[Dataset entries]
::::::::

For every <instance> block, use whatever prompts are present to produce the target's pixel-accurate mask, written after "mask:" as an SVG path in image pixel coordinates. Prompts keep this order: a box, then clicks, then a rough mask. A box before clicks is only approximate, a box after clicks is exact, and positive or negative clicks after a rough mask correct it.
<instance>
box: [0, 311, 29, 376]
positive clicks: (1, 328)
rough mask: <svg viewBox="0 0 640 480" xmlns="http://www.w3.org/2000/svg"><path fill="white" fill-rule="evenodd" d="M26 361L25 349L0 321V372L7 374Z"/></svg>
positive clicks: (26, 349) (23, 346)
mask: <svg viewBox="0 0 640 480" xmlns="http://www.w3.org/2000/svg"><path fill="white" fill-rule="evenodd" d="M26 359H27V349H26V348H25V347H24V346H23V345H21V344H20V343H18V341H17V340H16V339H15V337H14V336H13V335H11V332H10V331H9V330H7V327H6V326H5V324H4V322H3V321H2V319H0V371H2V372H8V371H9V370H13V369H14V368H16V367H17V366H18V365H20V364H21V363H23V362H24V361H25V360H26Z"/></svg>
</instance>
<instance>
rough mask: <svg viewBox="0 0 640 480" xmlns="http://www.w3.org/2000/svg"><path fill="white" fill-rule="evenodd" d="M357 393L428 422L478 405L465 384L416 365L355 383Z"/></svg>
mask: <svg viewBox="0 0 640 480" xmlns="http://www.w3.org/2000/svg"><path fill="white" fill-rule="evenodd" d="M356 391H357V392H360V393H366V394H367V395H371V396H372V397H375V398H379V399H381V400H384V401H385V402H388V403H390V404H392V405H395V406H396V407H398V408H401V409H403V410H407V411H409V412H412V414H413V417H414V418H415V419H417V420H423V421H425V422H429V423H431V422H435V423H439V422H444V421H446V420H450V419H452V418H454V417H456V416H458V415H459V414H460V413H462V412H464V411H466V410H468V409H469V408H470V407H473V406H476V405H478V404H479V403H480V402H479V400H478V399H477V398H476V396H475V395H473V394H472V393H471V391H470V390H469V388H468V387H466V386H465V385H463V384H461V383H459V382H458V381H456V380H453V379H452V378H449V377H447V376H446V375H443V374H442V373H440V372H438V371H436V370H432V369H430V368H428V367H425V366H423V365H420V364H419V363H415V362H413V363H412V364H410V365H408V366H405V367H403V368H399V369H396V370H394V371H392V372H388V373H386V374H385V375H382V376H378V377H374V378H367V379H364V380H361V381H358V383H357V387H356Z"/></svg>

::::::::

● PROBLEM DETAILS: An exact transcription of every record above is required.

● PROBLEM SOLUTION:
For every <instance> block, use whatever prompts are present to produce the target's pixel-accurate mask, written after "mask:" as an SVG path in image pixel coordinates. Prompts keep this order: a box, then clicks, then a rough mask. A box before clicks is only approximate, a box after clicks is exact, and positive or negative clicks after a rough mask correct it.
<instance>
box: [0, 311, 29, 376]
positive clicks: (1, 328)
rough mask: <svg viewBox="0 0 640 480" xmlns="http://www.w3.org/2000/svg"><path fill="white" fill-rule="evenodd" d="M26 361L25 349L0 321V372L7 374Z"/></svg>
positive clicks: (26, 349) (23, 346)
mask: <svg viewBox="0 0 640 480" xmlns="http://www.w3.org/2000/svg"><path fill="white" fill-rule="evenodd" d="M26 359H27V349H26V348H25V347H24V346H23V345H21V344H20V343H18V341H17V340H16V339H15V337H14V336H13V335H11V332H10V331H9V330H7V327H6V326H5V324H4V322H3V321H2V319H0V371H2V372H8V371H9V370H13V369H14V368H16V367H17V366H18V365H20V364H21V363H23V362H24V361H25V360H26Z"/></svg>
</instance>
<instance>
rough mask: <svg viewBox="0 0 640 480" xmlns="http://www.w3.org/2000/svg"><path fill="white" fill-rule="evenodd" d="M357 393L428 422L478 405L465 384L416 365L355 383Z"/></svg>
mask: <svg viewBox="0 0 640 480" xmlns="http://www.w3.org/2000/svg"><path fill="white" fill-rule="evenodd" d="M356 391H357V392H360V393H366V394H367V395H371V396H372V397H375V398H379V399H381V400H384V401H385V402H388V403H390V404H392V405H395V406H396V407H398V408H401V409H403V410H407V411H409V412H412V414H413V417H414V418H415V419H417V420H423V421H425V422H429V423H431V422H435V423H439V422H444V421H446V420H450V419H452V418H454V417H456V416H458V415H459V414H460V413H462V412H464V411H466V410H468V409H469V408H470V407H473V406H476V405H478V404H479V403H480V402H479V400H478V399H477V398H476V396H475V395H473V394H472V393H471V391H470V390H469V388H468V387H466V386H465V385H463V384H461V383H459V382H458V381H456V380H453V379H452V378H449V377H447V376H446V375H443V374H442V373H440V372H438V371H436V370H432V369H430V368H428V367H425V366H423V365H420V364H419V363H415V362H413V363H412V364H410V365H408V366H405V367H403V368H399V369H396V370H394V371H392V372H388V373H386V374H385V375H382V376H378V377H374V378H367V379H364V380H361V381H358V383H357V387H356Z"/></svg>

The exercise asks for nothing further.